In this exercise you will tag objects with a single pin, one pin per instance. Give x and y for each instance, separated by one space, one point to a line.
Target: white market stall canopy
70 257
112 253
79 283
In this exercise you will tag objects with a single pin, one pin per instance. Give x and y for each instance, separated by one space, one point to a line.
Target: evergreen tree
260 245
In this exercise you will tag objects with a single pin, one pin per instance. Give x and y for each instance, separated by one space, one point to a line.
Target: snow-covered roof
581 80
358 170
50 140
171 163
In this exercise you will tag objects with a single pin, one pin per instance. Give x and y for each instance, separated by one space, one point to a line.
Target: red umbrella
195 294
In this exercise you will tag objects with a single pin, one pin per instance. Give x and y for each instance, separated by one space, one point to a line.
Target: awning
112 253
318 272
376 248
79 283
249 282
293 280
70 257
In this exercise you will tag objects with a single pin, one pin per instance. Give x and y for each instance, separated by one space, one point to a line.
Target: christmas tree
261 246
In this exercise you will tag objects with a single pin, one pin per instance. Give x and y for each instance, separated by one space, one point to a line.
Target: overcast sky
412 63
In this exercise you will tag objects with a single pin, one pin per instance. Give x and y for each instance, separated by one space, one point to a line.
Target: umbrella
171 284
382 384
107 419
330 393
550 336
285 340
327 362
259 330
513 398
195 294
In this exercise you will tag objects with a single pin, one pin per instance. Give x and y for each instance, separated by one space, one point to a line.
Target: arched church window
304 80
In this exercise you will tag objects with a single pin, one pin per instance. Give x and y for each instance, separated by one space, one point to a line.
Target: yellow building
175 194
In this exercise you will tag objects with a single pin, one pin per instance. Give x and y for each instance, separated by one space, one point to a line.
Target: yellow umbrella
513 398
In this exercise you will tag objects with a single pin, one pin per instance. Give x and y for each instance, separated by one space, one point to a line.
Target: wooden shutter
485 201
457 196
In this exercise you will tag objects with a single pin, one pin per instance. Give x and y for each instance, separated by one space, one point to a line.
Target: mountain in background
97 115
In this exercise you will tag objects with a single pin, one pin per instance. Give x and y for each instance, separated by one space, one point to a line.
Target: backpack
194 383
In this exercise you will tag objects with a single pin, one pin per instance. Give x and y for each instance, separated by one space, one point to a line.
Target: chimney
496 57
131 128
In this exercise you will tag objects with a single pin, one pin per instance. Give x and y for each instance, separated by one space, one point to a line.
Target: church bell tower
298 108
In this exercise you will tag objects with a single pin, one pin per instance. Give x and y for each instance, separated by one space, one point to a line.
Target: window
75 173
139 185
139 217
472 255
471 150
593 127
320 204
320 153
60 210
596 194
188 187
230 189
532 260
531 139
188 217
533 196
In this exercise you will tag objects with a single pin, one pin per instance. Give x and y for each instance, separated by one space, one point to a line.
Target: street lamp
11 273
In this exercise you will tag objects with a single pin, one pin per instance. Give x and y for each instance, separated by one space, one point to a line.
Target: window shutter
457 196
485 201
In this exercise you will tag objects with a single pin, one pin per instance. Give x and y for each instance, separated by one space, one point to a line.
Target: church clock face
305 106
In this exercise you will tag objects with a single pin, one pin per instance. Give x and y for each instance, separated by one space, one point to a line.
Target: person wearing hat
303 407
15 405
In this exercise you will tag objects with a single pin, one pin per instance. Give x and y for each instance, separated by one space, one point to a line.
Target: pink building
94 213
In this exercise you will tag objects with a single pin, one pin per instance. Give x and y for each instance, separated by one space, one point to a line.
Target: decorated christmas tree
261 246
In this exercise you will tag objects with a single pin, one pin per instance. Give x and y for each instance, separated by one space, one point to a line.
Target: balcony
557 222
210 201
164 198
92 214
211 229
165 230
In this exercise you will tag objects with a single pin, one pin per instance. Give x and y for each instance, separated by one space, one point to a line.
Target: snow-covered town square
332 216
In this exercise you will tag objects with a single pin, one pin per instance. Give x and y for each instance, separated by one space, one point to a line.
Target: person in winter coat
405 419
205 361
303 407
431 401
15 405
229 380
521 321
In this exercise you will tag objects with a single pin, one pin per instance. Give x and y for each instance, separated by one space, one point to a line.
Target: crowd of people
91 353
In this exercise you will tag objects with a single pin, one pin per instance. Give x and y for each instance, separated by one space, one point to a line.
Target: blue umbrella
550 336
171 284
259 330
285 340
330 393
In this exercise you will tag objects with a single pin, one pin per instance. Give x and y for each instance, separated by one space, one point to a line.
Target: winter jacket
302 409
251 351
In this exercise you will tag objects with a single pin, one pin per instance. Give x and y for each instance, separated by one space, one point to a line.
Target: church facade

=== What to do ===
Transcribe all entries exactly as they are given.

=== Exercise response ===
In this exercise you will tag objects with a single pin, one pin per instance. Give x and y for each instance, separated by one space, one point to a line.
Target: white market stall canopy
70 257
112 253
79 283
In this exercise you will tag objects with a single pin, one pin per instance. Give x and y for each instance, separated by one space, one point to a line.
Target: evergreen tree
260 245
In this exercise you will tag objects with a single pin, one pin per instance. Give x and y for each instance, separated by one space, one point to a line.
Target: snow-covered roof
581 80
358 170
50 140
171 163
In this exercise you will tag objects with a single pin, one pin per instance. Give x and y for each instance, separated by one space, one point to a line.
Target: red umbrella
195 294
In this exercise you will tag objects with a single pin, one pin per instance. Give x and y for each instance, separated by one space, one point to a line.
Target: awning
112 253
318 272
376 248
79 283
249 282
293 280
70 257
In this exercise you will tag objects with a single pin, one pin per instance. Give x and y for each instance, separated by one space, one point to a line.
Target: christmas tree
261 246
In this exercise you will tag objects with a single pin, one pin per instance. Give x and y for each instance, separated by one space, one point to a line.
Target: overcast sky
412 63
In this exercise you will tag objects with a single pin, one pin per instance. Give x and y for each instance, separated by one space, one point to a line.
Target: umbrella
171 284
382 384
107 419
330 393
550 336
285 340
327 362
259 330
513 398
195 294
In this exercise you will tag objects with a single pin, one pin per instance. Give x and y for each instance, separated by one space, one point to a line.
Target: arched church window
304 80
In this exercise you will tag objects with a single pin, one pin per instance. Give x and y for each instance, separated by one space, one point to a line.
Target: yellow building
175 194
In this exercise you will tag objects with a single pin, one pin per instance. Give x and y for each instance, separated by one space, one point to a line.
Target: yellow umbrella
513 398
In this exercise you will tag objects with a single pin, one pin per instance. Give x and y for each instance, separated by one space, one point to a line.
Target: wooden shutter
485 201
457 196
In this exercise you will tag objects with a single pin, one pin per instance. Give x and y for each instance, separated by one space, one point to a line.
Target: mountain in background
97 115
In this exercise you will tag objects with a single pin, one pin per instance. Give x and y for each instance, separated by one space, one point to a line.
Target: backpack
194 383
In this exercise you will tag objects with a single pin, one pin per instance. Give x and y for each instance, separated by one space, one point to a line.
Target: chimney
496 57
131 128
In this exercise you will tag objects with a single pin, one pin per instance. Give x and y for each instance, separated by one space, one point to a line.
Target: church bell tower
298 108
In this exercise you will tag objects with a single pin, one pin per instance. Give x and y for each instance, separated by one space, one point to a line.
Target: window
75 173
139 185
139 217
472 255
471 150
593 127
320 204
320 153
60 210
596 194
188 187
230 189
532 260
531 139
188 217
533 196
In this exercise you will tag objects with a single pin, one pin per instance. Give x and y for each instance, separated by one space, one point to a line.
Target: street lamp
11 273
In this exercise you will tag objects with a single pin, one pin per instance. Give x and y for each instance, separated by one space, one point to a line.
Target: window shutter
457 196
485 201
In this exercise you will tag objects with a single pin, one pin per instance. Give x and y for each instance, separated by one space, one point to a line.
Target: church clock face
305 106
In this exercise you will tag objects with a single pin, one pin per instance. Give x and y for each instance, separated by one space, one point to a line.
Target: person wearing hat
303 407
15 405
In this exercise you will tag objects with a single pin, one pin per instance. Give x and y for each instance, separated by one space, one point to a line.
Target: pink building
94 213
In this exercise you will tag objects with a single pin, one pin per instance. Give x and y for each instance, separated by one space, one point to a line.
Target: decorated christmas tree
261 246
In this exercise you will tag objects with a single pin, one pin per instance. Give x and y for each instance, separated by one space, one point to a line.
Target: balcony
557 222
210 201
164 198
92 214
211 229
165 230
In this exercise you will tag objects with a single pin, one pin per instance. Give x and y for each instance, separated by one space, one point to a line.
Target: snow-covered town square
332 216
In this exercise you will tag objects with a single pin, one pin per instance. Give x and y for each instance, separated by one space, one point to a line.
Target: person in winter coat
405 419
205 361
303 407
431 401
15 405
229 380
521 321
In this exercise you will tag objects with a single pin, one pin per instance. Give x and y for each instance, separated by one space, one point to a line.
Target: crowd of people
91 353
In this exercise you will tag objects with a single pin, one pin per instance. Give x and y for each instance, separated by one space, one point to a line.
Target: blue umbrella
550 336
171 284
259 330
285 340
330 393
In this exercise you will tag objects with a single pin, one pin per instance. Give x and y for each instance, separated by one space, one point to a line.
Target: winter jacket
302 409
251 351
In this exercise you will tag objects with a single pin, one pin per instance. Give x and y for each instance, separated by one space, one point to a line.
Target: church facade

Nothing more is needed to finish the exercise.